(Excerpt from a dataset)
|---|

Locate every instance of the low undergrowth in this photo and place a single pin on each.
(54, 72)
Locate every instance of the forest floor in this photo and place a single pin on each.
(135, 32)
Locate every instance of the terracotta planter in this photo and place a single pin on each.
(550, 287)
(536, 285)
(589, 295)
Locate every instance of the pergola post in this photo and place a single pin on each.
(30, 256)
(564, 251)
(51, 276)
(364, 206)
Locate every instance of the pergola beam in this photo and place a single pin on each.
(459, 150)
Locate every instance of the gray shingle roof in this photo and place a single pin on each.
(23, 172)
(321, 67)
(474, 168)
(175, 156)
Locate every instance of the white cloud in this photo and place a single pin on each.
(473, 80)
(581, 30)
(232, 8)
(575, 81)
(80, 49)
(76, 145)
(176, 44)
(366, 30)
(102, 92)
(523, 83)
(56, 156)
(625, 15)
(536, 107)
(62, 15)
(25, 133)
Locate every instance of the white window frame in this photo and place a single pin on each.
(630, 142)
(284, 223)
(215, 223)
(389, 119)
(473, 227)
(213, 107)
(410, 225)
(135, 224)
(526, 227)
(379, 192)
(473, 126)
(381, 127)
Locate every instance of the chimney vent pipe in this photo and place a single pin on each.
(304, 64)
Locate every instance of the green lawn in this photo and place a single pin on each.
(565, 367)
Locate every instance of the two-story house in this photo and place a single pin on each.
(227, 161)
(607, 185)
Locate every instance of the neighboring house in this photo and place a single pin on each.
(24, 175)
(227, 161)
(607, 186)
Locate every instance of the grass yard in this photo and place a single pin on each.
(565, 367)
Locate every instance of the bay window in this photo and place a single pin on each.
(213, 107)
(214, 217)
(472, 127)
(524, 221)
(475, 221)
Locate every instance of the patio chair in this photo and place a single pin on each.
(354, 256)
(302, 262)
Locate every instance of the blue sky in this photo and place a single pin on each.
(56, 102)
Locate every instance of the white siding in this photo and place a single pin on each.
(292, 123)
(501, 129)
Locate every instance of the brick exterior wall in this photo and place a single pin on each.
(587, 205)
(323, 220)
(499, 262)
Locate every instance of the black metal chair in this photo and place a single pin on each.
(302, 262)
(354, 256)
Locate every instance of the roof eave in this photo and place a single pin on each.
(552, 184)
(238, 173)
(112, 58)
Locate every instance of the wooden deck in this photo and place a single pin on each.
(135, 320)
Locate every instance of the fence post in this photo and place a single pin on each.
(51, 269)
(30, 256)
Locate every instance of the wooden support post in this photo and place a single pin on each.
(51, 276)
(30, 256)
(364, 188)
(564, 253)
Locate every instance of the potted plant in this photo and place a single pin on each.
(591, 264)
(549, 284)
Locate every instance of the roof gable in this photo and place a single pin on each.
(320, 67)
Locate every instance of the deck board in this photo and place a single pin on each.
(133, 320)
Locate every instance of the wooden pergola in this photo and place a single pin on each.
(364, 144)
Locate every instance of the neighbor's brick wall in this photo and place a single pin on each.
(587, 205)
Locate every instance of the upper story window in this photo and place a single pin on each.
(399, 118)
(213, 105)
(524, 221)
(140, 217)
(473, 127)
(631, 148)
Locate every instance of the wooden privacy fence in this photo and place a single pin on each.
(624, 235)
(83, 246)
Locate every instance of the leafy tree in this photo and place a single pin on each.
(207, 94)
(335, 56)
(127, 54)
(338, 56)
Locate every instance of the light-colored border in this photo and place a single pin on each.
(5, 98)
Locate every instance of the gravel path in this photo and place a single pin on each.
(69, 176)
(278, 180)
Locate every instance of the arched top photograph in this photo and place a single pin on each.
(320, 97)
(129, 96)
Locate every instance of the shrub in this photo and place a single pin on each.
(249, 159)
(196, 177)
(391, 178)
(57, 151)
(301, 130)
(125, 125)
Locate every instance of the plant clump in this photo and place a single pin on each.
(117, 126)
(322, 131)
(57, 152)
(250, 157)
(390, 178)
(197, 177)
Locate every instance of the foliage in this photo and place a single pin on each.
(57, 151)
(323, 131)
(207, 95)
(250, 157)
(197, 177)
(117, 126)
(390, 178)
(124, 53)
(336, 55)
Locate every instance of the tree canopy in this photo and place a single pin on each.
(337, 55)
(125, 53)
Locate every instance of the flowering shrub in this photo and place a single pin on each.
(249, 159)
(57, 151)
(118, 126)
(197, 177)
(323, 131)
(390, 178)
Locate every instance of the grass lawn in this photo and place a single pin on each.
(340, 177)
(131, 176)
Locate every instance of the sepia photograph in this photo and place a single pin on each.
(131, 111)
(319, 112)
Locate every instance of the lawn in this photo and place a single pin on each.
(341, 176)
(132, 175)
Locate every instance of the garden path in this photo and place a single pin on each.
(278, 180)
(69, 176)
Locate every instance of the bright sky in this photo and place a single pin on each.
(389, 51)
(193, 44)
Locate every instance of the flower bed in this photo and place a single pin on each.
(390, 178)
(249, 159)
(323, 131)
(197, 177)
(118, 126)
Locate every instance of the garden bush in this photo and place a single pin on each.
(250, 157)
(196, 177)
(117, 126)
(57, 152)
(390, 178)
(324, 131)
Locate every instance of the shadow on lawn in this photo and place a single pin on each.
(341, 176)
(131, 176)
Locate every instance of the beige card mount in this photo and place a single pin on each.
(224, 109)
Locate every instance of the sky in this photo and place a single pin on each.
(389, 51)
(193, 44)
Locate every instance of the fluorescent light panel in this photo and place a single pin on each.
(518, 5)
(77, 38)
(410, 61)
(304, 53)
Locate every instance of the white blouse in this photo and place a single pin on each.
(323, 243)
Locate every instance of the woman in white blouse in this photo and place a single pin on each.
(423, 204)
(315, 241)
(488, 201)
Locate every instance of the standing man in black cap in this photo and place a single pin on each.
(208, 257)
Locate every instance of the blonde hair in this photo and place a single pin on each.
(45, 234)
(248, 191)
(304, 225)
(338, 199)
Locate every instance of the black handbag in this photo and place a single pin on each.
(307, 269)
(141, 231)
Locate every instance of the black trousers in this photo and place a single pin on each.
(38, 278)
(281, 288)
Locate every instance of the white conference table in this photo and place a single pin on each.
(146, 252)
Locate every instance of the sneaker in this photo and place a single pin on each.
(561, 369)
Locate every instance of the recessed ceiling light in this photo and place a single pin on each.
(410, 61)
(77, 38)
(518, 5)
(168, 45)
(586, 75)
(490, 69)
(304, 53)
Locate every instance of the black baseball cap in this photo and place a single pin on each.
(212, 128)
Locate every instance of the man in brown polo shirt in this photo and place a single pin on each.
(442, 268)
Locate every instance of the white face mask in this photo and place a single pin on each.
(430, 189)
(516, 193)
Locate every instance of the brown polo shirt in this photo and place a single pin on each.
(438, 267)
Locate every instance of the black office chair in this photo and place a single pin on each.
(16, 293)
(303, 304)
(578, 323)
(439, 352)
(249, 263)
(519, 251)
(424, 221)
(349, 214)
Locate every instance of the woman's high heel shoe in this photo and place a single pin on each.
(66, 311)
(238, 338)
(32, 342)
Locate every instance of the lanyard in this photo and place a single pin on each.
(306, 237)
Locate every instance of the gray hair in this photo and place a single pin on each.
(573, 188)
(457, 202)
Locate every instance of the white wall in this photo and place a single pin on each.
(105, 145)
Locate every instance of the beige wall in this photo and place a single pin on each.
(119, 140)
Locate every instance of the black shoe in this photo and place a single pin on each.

|---|

Objective:
Copy every one of the entries above word for word.

Solution to this task:
Locate every instance of the low undergrowth in this photo and place a single pin on each.
(54, 72)
Locate every instance of the forest floor in this photo and place a single pin on each.
(135, 32)
Locate every instance of the terracotta planter in this photo and place a single pin on each.
(550, 287)
(536, 285)
(589, 295)
Locate every instance of the pergola post in this photo and place a single pin on each.
(30, 256)
(564, 251)
(51, 276)
(364, 206)
Locate every instance of the pergola beam in this photo and place a single pin on each.
(459, 150)
Locate every instance of the gray shingle roof in this photo and place a single pin on each.
(23, 172)
(321, 67)
(474, 168)
(175, 156)
Locate every instance of the white cloud in this photo and place a single pin on each.
(473, 80)
(581, 30)
(232, 8)
(575, 81)
(80, 49)
(76, 145)
(176, 44)
(366, 30)
(102, 92)
(523, 83)
(56, 156)
(625, 15)
(536, 107)
(62, 15)
(25, 133)
Locate every instance of the white window frame in this photo and place a single pin on each.
(630, 142)
(284, 223)
(215, 223)
(389, 119)
(473, 227)
(213, 107)
(410, 225)
(135, 224)
(526, 227)
(379, 192)
(473, 126)
(381, 127)
Locate every instance of the chimney vent pipe in this photo and place a single pin on each.
(304, 64)
Locate every instance of the green lawn in this photo and place a single pin on each.
(565, 367)
Locate every instance of the two-story house in this photo and place a single pin on each.
(227, 161)
(607, 185)
Locate every instance of the neighboring house in this photo and place a single pin on each.
(24, 175)
(227, 161)
(607, 186)
Locate every instance of the grass yard in this photo and place a single pin on each.
(565, 367)
Locate every instance of the bay window in this photo and place a single pin on each.
(213, 107)
(214, 217)
(472, 127)
(524, 221)
(475, 221)
Locate every instance of the patio chair in this photo and place a single pin on each.
(354, 256)
(302, 262)
Locate every instance of the blue sky in this photo and place a single pin on each.
(56, 102)
Locate every instance of the white siding in this photo and place a single pin on each.
(292, 123)
(501, 129)
Locate every instance of the brick exterior wall in this photo and place a single pin on each.
(587, 205)
(323, 220)
(499, 262)
Locate every instance of the black metal chair in this photo and place a single pin on each.
(302, 262)
(354, 256)
Locate every instance of the roof eave in this photo and place a single pin on each.
(552, 184)
(238, 173)
(112, 58)
Locate every instance of the wooden deck in this photo and place a single pin on each.
(135, 320)
Locate every instance of the fence post in this photo and place a single pin on each.
(51, 269)
(30, 256)
Locate every instance of the wooden support post in this photo and place a single pin on each.
(51, 276)
(30, 256)
(364, 188)
(564, 253)
Locate every instance of the potted plant in this photo and place a single pin on each.
(591, 264)
(549, 284)
Locate every instance of the roof gable in this photo and place a single pin on each.
(320, 67)
Locate every instance of the deck board in this photo and place a single pin on each.
(133, 320)
Locate every instance of the wooden pergola in this photo and place a single pin on each.
(364, 144)
Locate every instance of the neighbor's brick wall in this photo and place a single pin on each.
(587, 205)
Locate every instance of the upper story window in this photo and place a single pin on each.
(399, 118)
(213, 105)
(524, 221)
(140, 217)
(473, 127)
(631, 148)
Locate every instance of the wooden privacy fence in this photo and place a single pin on each.
(624, 235)
(83, 246)
Locate every instance of the leafy tree in this photo and place a single pin on each.
(207, 94)
(335, 56)
(127, 54)
(338, 56)
Locate every instance of the light-colored border in this photo and place a single pin on each.
(5, 98)
Locate every instance of the gravel path in this photo and place a single pin on each.
(69, 176)
(278, 180)
Locate every instance of the arched top photograph in this photo and place a single pin on each.
(320, 97)
(129, 96)
Locate every instance of the shrub in this photo and place a single pin on each.
(249, 159)
(196, 177)
(391, 178)
(57, 151)
(301, 130)
(125, 125)
Locate every instance of the plant clump in this photo and place a single pin on each.
(117, 126)
(322, 131)
(57, 152)
(250, 157)
(390, 178)
(197, 177)
Locate every instance of the foliage in this photo and place a single pin on each.
(57, 151)
(323, 131)
(207, 95)
(250, 157)
(197, 177)
(117, 126)
(390, 178)
(124, 53)
(336, 55)
Locate every instance of the tree canopy in this photo and place a single pin on each.
(337, 55)
(125, 53)
Locate every instance of the flowering shrub in this photo and place a single pin on each.
(249, 159)
(57, 151)
(118, 126)
(197, 177)
(323, 131)
(390, 178)
Locate every instance of the grass lawn in this photo and place a single pin on each.
(340, 177)
(131, 176)
Locate every instance of the sepia photograph in this photo and place a single pin on each.
(131, 111)
(319, 112)
Locate every instance of the lawn in this photo and place a single pin on each.
(341, 176)
(132, 175)
Locate every instance of the garden path in this photo and place a single pin on each.
(278, 180)
(69, 176)
Locate every instance of the bright sky in this photo and place a single pin on each.
(389, 51)
(193, 44)
Locate every instance of the flower bed in this photo and place a single pin on each.
(390, 178)
(249, 159)
(323, 131)
(197, 177)
(118, 126)
Locate every instance of the garden bush in this photo and place a single pin on each.
(250, 157)
(196, 177)
(117, 126)
(57, 152)
(390, 178)
(324, 131)
Locate every instance of the shadow on lawn in this photo and place a single pin on each.
(341, 176)
(131, 176)
Locate every instance of the beige card mount in this photo and place a single pin on each.
(224, 109)
Locate every instance of the sky in this photo and place a single pin on each.
(389, 51)
(193, 44)
Locate every instance of the fluorescent light panel in this photo and place a single pin on each.
(518, 5)
(77, 38)
(410, 61)
(304, 53)
Locate every instance of the white blouse in this photo and place a single pin on each.
(323, 243)
Locate every instance of the woman in white blouse in this photo and place a single pin on each.
(423, 204)
(315, 241)
(488, 201)
Locate every instance of the standing man in black cap in this photo and place a single pin on each.
(208, 257)
Locate every instance of the blonde hair in this photo and place a single pin on each.
(45, 234)
(248, 191)
(304, 225)
(338, 199)
Locate every instance of the black handbag in this photo and place a single pin on each.
(307, 269)
(141, 231)
Locate every instance of the black trousers in this photo and place a single pin on each.
(38, 278)
(281, 288)
Locate every instance of the white conference table in this photo and place a single pin on each.
(146, 252)
Locate every instance of the sneaker in this photo and place a single pin on each.
(561, 369)
Locate every instance of the recessed ceiling light in this photo and place a single pin on each.
(410, 61)
(77, 38)
(518, 5)
(168, 45)
(586, 75)
(490, 69)
(304, 53)
Locate every instance of the black baseball cap in this photo and place a single pin on each.
(212, 128)
Locate every instance of the man in brown polo shirt in this photo and place a single pin on each.
(442, 268)
Locate every instance of the white face mask in this photo and place a single pin on each.
(430, 189)
(516, 193)
Locate every instance of the brown polo shirt in this photo and place a single pin on each.
(438, 267)
Locate every instance of the black office chair in this photo and place a single pin on each.
(16, 293)
(303, 304)
(578, 323)
(439, 352)
(249, 263)
(519, 251)
(424, 221)
(349, 214)
Locate every instance of the woman's high heel shoe in this photo and place a single pin on each.
(66, 311)
(238, 338)
(32, 342)
Locate every instance of the lanyard in this photo and place a single pin on each.
(306, 237)
Locate every instance of the gray hair in this photo and place a single pin on each.
(573, 188)
(457, 202)
Locate every instance of the white wall in this photo and place a single pin on each.
(105, 145)
Locate every instance of the beige wall in this photo and place a single pin on each.
(119, 140)
Locate every instance of the black shoe in this photo and place a single pin on each.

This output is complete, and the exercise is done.